=== Data extract ===

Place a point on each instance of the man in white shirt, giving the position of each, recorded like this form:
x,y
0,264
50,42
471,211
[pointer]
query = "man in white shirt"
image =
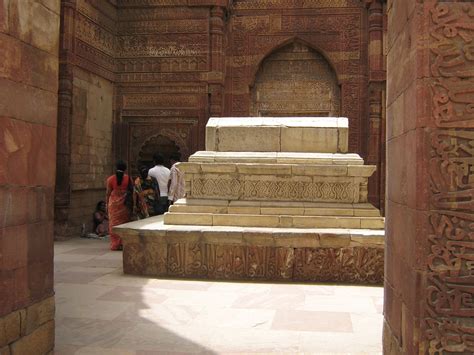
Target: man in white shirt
x,y
162,175
176,188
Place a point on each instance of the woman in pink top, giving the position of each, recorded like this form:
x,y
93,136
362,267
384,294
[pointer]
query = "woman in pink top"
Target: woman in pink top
x,y
119,213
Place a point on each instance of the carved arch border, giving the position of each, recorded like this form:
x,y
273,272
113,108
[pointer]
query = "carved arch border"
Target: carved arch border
x,y
282,44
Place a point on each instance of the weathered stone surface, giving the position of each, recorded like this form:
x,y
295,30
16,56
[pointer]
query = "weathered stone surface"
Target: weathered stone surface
x,y
41,340
39,313
429,171
278,134
29,36
10,328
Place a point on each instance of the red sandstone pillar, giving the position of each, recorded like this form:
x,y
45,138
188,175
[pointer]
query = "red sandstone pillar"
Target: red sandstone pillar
x,y
216,82
377,82
63,150
29,38
429,283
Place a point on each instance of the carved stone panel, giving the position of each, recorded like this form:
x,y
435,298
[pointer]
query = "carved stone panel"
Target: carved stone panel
x,y
295,81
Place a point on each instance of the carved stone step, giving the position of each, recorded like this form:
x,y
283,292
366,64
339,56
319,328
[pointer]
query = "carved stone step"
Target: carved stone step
x,y
234,253
272,221
275,209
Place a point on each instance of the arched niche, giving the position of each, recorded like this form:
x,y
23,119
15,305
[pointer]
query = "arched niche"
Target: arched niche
x,y
295,80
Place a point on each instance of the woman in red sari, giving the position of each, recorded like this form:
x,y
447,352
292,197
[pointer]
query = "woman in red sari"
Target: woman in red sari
x,y
119,213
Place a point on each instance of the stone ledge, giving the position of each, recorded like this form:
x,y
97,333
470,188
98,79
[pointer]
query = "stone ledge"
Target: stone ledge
x,y
277,134
272,221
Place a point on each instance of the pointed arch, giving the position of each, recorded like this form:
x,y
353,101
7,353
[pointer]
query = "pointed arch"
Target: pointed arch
x,y
284,43
294,79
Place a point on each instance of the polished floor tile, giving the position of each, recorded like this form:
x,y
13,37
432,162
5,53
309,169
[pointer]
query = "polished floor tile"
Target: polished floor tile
x,y
102,311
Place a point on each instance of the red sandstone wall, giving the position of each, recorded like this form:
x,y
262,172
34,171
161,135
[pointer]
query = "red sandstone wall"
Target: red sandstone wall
x,y
29,34
173,64
86,111
430,169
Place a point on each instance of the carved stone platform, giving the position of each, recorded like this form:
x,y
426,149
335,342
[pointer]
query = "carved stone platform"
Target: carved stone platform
x,y
152,248
271,209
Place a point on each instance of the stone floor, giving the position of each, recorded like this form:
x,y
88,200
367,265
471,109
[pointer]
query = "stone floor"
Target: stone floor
x,y
102,311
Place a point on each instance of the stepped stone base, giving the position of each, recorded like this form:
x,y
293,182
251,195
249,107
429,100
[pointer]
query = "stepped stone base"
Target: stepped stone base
x,y
152,248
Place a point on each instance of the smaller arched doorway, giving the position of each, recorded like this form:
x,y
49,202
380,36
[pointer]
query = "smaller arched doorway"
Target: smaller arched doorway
x,y
156,144
295,80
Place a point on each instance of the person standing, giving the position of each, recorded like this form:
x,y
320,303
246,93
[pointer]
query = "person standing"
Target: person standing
x,y
176,189
119,186
162,175
146,195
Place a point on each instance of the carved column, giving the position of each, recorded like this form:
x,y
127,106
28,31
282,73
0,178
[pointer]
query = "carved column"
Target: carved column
x,y
65,96
216,79
377,80
429,283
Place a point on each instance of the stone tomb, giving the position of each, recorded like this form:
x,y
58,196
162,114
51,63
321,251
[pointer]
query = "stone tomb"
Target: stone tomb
x,y
271,199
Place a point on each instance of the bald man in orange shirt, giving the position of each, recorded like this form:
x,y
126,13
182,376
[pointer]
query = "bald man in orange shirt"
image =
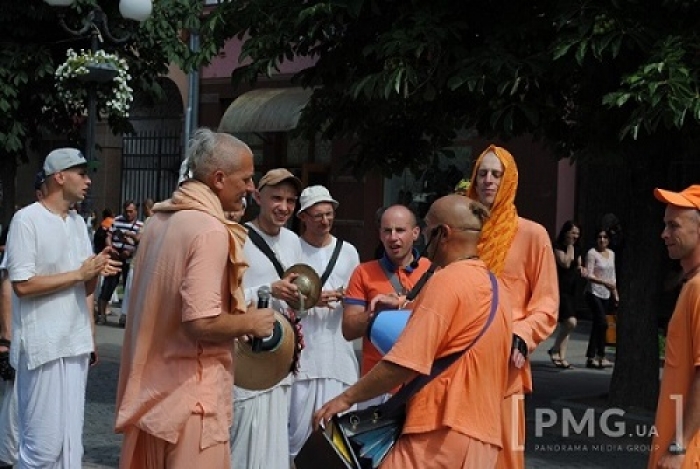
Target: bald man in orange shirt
x,y
676,443
520,253
453,422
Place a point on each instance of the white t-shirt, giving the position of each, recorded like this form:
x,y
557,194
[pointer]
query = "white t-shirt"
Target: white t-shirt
x,y
601,268
261,272
54,325
327,354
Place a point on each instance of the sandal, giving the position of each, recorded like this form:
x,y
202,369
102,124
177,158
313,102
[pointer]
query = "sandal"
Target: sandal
x,y
556,358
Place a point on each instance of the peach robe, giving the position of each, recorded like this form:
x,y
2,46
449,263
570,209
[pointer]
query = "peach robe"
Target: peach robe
x,y
466,398
530,279
682,362
165,376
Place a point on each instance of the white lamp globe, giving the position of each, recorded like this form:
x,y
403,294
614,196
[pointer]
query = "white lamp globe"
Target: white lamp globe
x,y
138,10
60,3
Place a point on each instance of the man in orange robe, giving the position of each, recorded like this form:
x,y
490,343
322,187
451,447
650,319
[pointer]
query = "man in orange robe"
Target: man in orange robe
x,y
520,253
676,443
453,422
175,380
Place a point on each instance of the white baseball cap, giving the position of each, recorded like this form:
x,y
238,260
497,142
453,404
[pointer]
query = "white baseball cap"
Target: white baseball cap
x,y
62,159
313,195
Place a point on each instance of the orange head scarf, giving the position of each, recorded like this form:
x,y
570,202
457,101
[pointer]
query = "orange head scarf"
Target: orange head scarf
x,y
195,195
499,229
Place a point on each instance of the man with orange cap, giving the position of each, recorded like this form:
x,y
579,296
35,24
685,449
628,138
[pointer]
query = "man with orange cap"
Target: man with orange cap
x,y
520,253
676,443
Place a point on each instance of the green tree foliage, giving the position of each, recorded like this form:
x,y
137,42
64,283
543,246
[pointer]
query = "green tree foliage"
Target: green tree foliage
x,y
34,44
400,77
611,83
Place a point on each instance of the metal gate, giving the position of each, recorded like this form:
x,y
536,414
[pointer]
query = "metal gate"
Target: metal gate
x,y
150,165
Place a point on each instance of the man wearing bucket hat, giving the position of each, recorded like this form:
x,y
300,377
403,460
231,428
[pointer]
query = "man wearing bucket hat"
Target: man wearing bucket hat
x,y
452,422
676,442
53,271
259,435
328,364
520,253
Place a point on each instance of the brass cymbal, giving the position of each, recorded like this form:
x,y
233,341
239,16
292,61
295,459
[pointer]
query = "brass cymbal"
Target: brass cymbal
x,y
309,284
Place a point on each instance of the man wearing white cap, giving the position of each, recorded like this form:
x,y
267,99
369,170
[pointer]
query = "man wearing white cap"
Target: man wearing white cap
x,y
259,435
53,270
8,406
328,364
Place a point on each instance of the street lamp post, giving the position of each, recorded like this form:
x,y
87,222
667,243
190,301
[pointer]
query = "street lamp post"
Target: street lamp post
x,y
95,24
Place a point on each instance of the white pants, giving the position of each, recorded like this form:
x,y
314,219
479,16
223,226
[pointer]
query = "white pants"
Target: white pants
x,y
308,396
51,413
9,433
259,436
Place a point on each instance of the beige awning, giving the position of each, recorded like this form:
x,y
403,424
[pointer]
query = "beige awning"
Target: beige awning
x,y
265,110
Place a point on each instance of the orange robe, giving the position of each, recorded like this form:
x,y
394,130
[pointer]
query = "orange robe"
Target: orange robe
x,y
530,279
167,380
682,361
464,402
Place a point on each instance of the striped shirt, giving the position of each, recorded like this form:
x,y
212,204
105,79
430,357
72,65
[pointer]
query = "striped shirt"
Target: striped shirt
x,y
120,226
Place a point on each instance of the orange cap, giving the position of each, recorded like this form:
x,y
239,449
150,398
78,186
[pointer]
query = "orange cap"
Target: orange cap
x,y
687,198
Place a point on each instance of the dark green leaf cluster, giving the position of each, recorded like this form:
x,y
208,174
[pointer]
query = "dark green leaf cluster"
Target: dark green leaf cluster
x,y
399,77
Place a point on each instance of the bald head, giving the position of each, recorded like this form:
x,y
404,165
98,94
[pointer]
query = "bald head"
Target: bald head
x,y
209,151
454,224
398,212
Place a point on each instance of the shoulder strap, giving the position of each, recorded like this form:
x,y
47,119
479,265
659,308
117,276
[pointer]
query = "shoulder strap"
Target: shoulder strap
x,y
441,364
398,288
332,261
265,249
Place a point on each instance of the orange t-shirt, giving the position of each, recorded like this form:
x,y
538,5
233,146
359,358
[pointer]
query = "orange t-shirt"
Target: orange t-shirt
x,y
530,279
369,280
682,360
448,315
165,376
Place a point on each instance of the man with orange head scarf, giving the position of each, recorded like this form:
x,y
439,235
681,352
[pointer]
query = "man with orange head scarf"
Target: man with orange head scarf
x,y
520,253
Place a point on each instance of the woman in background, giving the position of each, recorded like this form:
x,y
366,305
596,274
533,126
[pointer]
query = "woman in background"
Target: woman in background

=== What the task asks ===
Report how many lines in the data include the word "background". Nothing else is needed.

=== Answer section ===
3